▸ Task prompt
Turn the lines of the items below into a numbered list, leaving out any blank lines.
[start of Input records]
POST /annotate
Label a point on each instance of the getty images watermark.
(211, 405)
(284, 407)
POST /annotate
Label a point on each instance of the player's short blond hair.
[end of Input records]
▸ Correct result
1. POST /annotate
2. Label a point on each instance of the getty images watermark.
3. (211, 405)
4. (284, 407)
5. POST /annotate
6. Label a point on each instance of the player's short blond hair.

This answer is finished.